- [SHORT PROBLEM 1]:
Reproduce the rows from the first one through the line containing "[(74, 72), (96, 73), (67, 71)]", substituting "Mark" for every occurrence of "Indicate" and leaving all else unchanged. Return only those lines.

Wireshark-dev: Re: [Wireshark-dev] How to include new dissector wrriten in Lua (pure Lua) to Wi
From: Nakayama Kenjiro <[email protected]>
Date: Thu, 27 Mar 2014 09:01:44 +0900
Thanks,

There are some problems to solve... It's my understanding that there are following three main points.

 1. Now there is no Lua dissector yet. And the consensus to include Lua dissectors is neccessary.
 2. If we will include Lua dissectors, there are two (or more) ways to consider, a)include the dissector to Wireshark or b)find/retrieve/install/update/remove plugins from a common repository site.
 3. In every case, we will need some enhancement to load the module, if Lua dissector is included.

I will wait for other opinions a little more, and I will submit a request to Bugzilla.

Thank you for your advice!


PS. I agree to the common repository style, it's great idea. JGroups has many versions and if we can install by jgroups-$(VERSION), it is very useful.

Kenjiro



On Wed, Mar 26, 2014 at 11:55 PM, Hadriel Kaplan <[email protected]> wrote:

On Mar 26, 2014, at 1:29 AM, Nakayama Kenjiro <[email protected]> wrote:

Recently I wrote new dissector by pure Lua[1] and I am thinking about submitting a request to include the dissector to Wireshark.
But as far as I checked upstream, there are no pure Lua dissector yet.

Right, none yet.

The challenge I think is that most of the core developers don't know Lua nearly as well as C, so it would be hard for them to fix any bugs, or enhance it in the future to support some new version of the protocol being dissected (JGroups in your case).

But as long as they're ok with the idea, I think it would be great to have such. It might even bring in more protocols, because it might be easier for some people to write one in Lua than deal with trying to figure out how to compile the source, or learn C if they don't know it already.

- [SHORT PROBLEM 2]:
Render the following sentence from the mailing list message into French: "I will wait for other opinions a little more, and I will submit a request to Bugzilla."

Entries from a dataset

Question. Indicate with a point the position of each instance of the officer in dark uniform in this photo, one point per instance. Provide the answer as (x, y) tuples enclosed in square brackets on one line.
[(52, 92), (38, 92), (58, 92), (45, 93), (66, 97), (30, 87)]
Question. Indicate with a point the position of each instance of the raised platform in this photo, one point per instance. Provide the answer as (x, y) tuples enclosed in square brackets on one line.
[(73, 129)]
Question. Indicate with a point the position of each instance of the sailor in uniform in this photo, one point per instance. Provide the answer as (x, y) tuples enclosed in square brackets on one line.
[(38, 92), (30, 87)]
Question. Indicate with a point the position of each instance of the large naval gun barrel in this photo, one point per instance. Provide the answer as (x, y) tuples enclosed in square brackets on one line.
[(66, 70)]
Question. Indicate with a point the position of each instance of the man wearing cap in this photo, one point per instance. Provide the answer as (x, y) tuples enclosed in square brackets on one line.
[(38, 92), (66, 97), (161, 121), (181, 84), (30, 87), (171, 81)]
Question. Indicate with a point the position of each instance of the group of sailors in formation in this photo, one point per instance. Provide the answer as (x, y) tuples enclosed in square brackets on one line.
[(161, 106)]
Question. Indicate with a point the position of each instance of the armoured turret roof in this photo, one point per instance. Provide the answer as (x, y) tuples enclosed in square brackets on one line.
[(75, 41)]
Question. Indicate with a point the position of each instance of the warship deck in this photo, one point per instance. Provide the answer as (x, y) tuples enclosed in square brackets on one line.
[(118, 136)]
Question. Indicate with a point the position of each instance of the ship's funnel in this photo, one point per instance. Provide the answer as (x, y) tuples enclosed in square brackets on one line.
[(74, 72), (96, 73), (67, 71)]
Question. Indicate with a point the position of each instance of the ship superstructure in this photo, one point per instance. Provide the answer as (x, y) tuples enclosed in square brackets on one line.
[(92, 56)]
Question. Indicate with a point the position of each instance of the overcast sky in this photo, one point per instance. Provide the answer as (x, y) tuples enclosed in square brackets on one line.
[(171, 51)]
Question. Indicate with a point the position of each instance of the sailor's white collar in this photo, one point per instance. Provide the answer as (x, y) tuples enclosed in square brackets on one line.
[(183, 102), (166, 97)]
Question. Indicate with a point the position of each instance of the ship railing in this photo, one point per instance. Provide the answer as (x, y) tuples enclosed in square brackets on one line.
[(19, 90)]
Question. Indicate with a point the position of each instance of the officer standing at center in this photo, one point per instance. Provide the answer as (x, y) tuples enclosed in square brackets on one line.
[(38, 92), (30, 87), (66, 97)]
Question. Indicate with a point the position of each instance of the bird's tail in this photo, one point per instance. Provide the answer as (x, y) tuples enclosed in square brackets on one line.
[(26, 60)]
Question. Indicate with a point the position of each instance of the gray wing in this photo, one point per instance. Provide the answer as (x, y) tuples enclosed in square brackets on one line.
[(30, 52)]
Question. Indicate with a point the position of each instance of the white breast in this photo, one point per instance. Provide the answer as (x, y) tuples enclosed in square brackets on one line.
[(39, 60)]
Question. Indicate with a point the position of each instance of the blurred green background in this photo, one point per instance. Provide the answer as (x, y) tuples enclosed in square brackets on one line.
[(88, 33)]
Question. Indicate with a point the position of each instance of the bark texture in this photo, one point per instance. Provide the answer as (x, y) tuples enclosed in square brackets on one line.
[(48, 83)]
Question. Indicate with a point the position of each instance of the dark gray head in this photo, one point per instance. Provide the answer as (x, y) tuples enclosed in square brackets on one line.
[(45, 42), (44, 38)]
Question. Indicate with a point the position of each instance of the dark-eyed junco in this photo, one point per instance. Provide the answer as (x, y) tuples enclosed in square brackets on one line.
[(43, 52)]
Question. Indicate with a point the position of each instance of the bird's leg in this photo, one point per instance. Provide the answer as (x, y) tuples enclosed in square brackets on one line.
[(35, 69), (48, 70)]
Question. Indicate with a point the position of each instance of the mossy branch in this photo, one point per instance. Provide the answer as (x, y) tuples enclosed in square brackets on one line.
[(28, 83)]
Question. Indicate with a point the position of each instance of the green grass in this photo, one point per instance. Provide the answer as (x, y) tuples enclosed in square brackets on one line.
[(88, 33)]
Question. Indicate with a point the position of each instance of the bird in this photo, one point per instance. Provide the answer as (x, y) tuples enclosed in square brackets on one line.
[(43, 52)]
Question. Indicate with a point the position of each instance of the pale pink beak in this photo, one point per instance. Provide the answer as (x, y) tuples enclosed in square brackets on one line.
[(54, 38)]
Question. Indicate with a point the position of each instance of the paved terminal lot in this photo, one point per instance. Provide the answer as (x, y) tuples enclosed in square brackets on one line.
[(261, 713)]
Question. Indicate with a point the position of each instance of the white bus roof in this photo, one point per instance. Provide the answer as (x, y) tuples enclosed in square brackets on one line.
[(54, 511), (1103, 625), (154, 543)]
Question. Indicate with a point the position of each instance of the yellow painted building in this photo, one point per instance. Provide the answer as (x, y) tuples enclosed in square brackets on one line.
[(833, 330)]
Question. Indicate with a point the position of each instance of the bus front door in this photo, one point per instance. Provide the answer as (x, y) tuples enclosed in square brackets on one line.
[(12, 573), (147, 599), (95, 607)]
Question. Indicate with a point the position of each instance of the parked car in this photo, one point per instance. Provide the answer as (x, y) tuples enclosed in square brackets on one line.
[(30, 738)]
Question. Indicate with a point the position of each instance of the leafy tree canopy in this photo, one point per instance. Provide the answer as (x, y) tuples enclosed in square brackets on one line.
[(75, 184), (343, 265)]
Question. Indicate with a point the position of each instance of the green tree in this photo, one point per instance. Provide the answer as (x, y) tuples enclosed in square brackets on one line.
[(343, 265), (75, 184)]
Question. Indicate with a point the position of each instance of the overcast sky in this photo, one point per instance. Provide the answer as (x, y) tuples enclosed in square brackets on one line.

- [RIGHT ANSWER 1]:
Question. Mark with a point the position of each instance of the officer in dark uniform in this photo, one point per instance. Provide the answer as (x, y) tuples enclosed in square brackets on one line.
[(52, 92), (38, 92), (58, 92), (45, 93), (66, 97), (30, 87)]
Question. Mark with a point the position of each instance of the raised platform in this photo, one point per instance. Provide the answer as (x, y) tuples enclosed in square brackets on one line.
[(73, 129)]
Question. Mark with a point the position of each instance of the sailor in uniform in this photo, one point per instance. Provide the answer as (x, y) tuples enclosed in square brackets on one line.
[(38, 92), (30, 87)]
Question. Mark with a point the position of each instance of the large naval gun barrel in this photo, one point per instance. Provide the answer as (x, y) tuples enclosed in square brackets on one line.
[(66, 70)]
Question. Mark with a point the position of each instance of the man wearing cap in this photo, one point per instance. Provide the answer as (x, y) tuples enclosed in square brackets on one line.
[(38, 92), (66, 97), (161, 121), (181, 84), (30, 87), (171, 81)]
Question. Mark with a point the position of each instance of the group of sailors in formation in this photo, one point per instance. Provide the answer as (x, y) tuples enclosed in square brackets on one line.
[(161, 106)]
Question. Mark with a point the position of each instance of the armoured turret roof in this photo, one point per instance. Provide the answer as (x, y) tuples enclosed in square brackets on one line.
[(75, 41)]
Question. Mark with a point the position of each instance of the warship deck in this photo, one point per instance. Provide the answer as (x, y) tuples enclosed in square brackets on one line.
[(118, 136)]
Question. Mark with a point the position of each instance of the ship's funnel in this photo, one point per instance. Provide the answer as (x, y) tuples enclosed in square brackets on one line.
[(74, 72), (96, 73), (67, 71)]

- [RIGHT ANSWER 2]:
J'attendrai encore un peu d'autres avis, et je soumettrai une demande à Bugzilla.